What to produce: Your task is to give the data again, exactly, with every line intact.

(Dataset rows)
----

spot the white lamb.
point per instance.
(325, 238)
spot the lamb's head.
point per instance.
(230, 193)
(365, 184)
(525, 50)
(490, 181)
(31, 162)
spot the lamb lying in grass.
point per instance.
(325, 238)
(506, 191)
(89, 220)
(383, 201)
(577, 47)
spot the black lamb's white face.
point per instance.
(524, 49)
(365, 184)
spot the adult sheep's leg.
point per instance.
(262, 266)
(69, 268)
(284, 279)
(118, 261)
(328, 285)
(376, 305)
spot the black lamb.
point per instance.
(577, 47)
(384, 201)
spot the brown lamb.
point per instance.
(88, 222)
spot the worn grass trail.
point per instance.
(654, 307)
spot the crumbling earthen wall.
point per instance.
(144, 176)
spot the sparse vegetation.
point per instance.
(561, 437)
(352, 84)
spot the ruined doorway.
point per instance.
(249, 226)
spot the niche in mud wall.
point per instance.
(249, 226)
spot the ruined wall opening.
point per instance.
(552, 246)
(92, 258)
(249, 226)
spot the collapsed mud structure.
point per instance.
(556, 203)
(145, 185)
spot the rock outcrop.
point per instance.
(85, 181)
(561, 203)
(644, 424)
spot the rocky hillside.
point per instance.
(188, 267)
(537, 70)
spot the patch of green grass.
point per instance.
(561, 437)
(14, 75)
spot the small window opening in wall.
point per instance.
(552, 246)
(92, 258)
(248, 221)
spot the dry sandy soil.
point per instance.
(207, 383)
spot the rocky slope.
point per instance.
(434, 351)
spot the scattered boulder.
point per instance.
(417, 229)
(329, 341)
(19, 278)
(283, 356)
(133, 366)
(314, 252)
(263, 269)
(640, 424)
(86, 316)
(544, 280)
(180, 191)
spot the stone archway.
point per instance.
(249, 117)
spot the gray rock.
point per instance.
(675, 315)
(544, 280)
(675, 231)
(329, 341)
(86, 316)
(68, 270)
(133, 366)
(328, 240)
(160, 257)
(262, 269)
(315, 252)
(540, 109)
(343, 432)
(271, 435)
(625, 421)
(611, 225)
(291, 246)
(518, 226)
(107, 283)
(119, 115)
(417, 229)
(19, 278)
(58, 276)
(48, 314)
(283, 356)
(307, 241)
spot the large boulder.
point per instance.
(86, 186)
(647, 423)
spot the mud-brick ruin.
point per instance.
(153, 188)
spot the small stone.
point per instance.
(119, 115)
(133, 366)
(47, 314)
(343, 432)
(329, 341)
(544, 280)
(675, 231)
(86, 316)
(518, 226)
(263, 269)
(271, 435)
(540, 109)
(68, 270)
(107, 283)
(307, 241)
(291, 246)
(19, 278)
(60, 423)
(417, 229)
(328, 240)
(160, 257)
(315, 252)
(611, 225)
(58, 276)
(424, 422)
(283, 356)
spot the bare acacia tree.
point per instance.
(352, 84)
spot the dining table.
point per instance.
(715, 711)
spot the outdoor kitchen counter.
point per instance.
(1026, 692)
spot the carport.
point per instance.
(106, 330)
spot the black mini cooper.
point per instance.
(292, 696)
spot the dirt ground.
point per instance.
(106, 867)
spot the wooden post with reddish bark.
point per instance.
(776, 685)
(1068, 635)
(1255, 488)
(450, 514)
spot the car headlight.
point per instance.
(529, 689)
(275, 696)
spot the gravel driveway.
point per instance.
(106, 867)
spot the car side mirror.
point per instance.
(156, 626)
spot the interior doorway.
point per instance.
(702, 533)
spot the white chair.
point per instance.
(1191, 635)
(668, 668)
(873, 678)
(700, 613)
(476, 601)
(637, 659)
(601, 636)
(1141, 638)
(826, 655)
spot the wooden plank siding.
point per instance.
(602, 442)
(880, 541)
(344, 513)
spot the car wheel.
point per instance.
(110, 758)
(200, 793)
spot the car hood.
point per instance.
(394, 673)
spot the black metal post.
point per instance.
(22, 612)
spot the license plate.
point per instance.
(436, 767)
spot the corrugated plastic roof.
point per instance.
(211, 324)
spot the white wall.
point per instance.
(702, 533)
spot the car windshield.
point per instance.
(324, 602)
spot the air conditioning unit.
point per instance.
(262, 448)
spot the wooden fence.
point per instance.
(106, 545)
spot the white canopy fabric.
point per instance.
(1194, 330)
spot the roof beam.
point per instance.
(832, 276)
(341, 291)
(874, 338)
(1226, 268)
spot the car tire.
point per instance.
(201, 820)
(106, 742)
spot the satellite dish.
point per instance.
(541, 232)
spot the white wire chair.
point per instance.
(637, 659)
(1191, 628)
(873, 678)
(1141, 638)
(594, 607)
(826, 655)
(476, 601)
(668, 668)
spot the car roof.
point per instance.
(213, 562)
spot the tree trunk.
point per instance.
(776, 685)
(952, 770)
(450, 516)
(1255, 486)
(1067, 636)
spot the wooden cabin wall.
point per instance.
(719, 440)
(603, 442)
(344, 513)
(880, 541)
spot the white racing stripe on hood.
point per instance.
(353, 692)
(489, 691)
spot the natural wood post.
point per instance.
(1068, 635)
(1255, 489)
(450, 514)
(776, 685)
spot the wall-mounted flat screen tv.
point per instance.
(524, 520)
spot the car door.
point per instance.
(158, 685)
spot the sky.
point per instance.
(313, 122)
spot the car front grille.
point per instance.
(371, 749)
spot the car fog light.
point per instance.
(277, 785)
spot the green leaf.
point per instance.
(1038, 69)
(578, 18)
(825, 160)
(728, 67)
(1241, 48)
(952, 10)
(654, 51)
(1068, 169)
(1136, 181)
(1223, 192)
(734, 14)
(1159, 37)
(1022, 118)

----

Reply:
spot the white lamb.
point per instance.
(325, 238)
spot the lamb's head.
point per instance.
(230, 193)
(365, 184)
(525, 50)
(490, 181)
(31, 162)
spot the lamb lying in grass.
point per instance.
(325, 238)
(506, 191)
(89, 220)
(383, 201)
(577, 47)
spot the black lamb's white face.
point per instance.
(524, 49)
(365, 184)
spot the adult sheep's leg.
point per instance.
(262, 266)
(69, 268)
(284, 279)
(118, 261)
(328, 285)
(376, 305)
spot the black lamb.
point per instance.
(577, 47)
(384, 201)
spot the brown lamb.
point per instance.
(88, 222)
spot the worn grass trail.
point per instance.
(654, 307)
spot the crumbling earthen wall.
point per instance.
(144, 176)
spot the sparse vegetation.
point per instance.
(561, 437)
(352, 84)
spot the ruined doorway.
point per instance.
(249, 226)
spot the niche in mud wall.
point per instance.
(249, 226)
spot the ruined wall opening.
point per instance.
(552, 246)
(92, 258)
(249, 226)
spot the collapsed mud structure.
point per instance.
(556, 203)
(145, 185)
spot the rock outcrop.
point per instance.
(85, 181)
(561, 203)
(644, 424)
spot the rocky hillside.
point per instance.
(188, 267)
(537, 70)
spot the patch of green grass.
point per instance.
(561, 437)
(14, 75)
spot the small window opening in wall.
point per instance.
(552, 246)
(92, 258)
(248, 221)
spot the dry sandy soil.
point per instance.
(207, 383)
spot the rocky slope.
point per instance.
(434, 351)
spot the scattered boulder.
point per instance.
(417, 229)
(329, 341)
(19, 278)
(283, 356)
(133, 366)
(314, 252)
(263, 269)
(640, 424)
(86, 316)
(544, 280)
(180, 191)
spot the stone archway.
point per instance.
(249, 117)
spot the gray rock.
point per instance.
(675, 315)
(544, 280)
(675, 231)
(329, 341)
(86, 316)
(68, 270)
(133, 366)
(328, 240)
(160, 257)
(262, 269)
(315, 252)
(540, 109)
(343, 432)
(271, 435)
(625, 421)
(611, 225)
(291, 246)
(518, 226)
(107, 283)
(119, 115)
(417, 229)
(19, 278)
(58, 276)
(48, 314)
(283, 356)
(307, 241)
spot the large boulder.
point per instance.
(86, 186)
(647, 423)
spot the mud-brick ruin.
point per instance.
(153, 188)
spot the small stone.
point per instance.
(119, 115)
(133, 366)
(47, 314)
(343, 432)
(329, 341)
(544, 280)
(675, 231)
(86, 316)
(518, 226)
(263, 269)
(271, 435)
(540, 109)
(68, 270)
(107, 283)
(307, 241)
(291, 246)
(19, 278)
(60, 423)
(417, 229)
(328, 240)
(160, 257)
(315, 252)
(611, 225)
(58, 276)
(424, 422)
(283, 356)
spot the bare acacia tree.
point per instance.
(352, 84)
spot the dining table.
point per instance.
(715, 711)
spot the outdoor kitchen counter.
point per instance.
(1026, 692)
spot the carport.
point per instance.
(106, 330)
spot the black mini cooper.
point per instance.
(292, 696)
spot the dirt ground.
point per instance.
(106, 867)
spot the wooden post with reddish bark.
point per instance.
(776, 685)
(1068, 635)
(1255, 488)
(450, 514)
spot the car headlight.
point per instance.
(529, 689)
(275, 696)
spot the gravel driveway.
point per instance.
(106, 867)
spot the car side mirror.
point per instance.
(156, 626)
spot the interior doorway.
point per instance.
(702, 533)
spot the white chair.
point per instance.
(1191, 635)
(668, 668)
(873, 678)
(700, 613)
(476, 601)
(637, 659)
(601, 636)
(1141, 638)
(826, 655)
spot the wooden plank siding.
point per instance.
(602, 442)
(880, 541)
(344, 513)
spot the car wheel.
point per instance.
(110, 758)
(200, 793)
spot the car hood.
point per instance.
(394, 673)
spot the black metal post.
point per instance.
(22, 612)
spot the license plate.
point per instance.
(436, 767)
spot the corrugated plastic roof.
point per instance.
(211, 324)
spot the white wall.
point per instance.
(702, 533)
spot the car windshield.
point per instance.
(324, 602)
spot the air conditioning unit.
point per instance.
(262, 448)
spot the wooden fence.
point per instance.
(106, 545)
spot the white canopy fabric.
point per instance.
(1194, 330)
spot the roof beam.
point per instance.
(832, 276)
(341, 291)
(874, 338)
(1226, 268)
spot the car tire.
point per instance.
(201, 820)
(106, 742)
spot the satellite dish.
point per instance.
(541, 232)
spot the white wire chair.
point per instance.
(637, 659)
(1191, 628)
(873, 678)
(1141, 638)
(594, 607)
(826, 655)
(476, 601)
(668, 668)
spot the car roof.
point per instance.
(213, 562)
spot the tree trunk.
point per instance.
(776, 685)
(952, 770)
(450, 516)
(1255, 486)
(1067, 636)
spot the wooden cabin wall.
point per instance.
(719, 440)
(603, 442)
(344, 513)
(880, 541)
spot the white racing stripe on hood.
point per instance.
(353, 692)
(489, 691)
spot the natural wood post.
point per instance.
(1068, 635)
(1255, 489)
(450, 514)
(776, 685)
spot the wall-mounted flat screen tv.
point per instance.
(524, 520)
spot the car door.
point per instance.
(158, 685)
spot the sky.
point per instance.
(313, 122)
spot the car front grille.
point per instance.
(371, 749)
spot the car fog light.
point per instance.
(277, 785)
spot the green leaf.
point per instance.
(1038, 69)
(578, 18)
(825, 160)
(728, 67)
(1241, 48)
(952, 10)
(654, 51)
(1068, 169)
(1136, 181)
(1223, 192)
(734, 14)
(1159, 37)
(1022, 118)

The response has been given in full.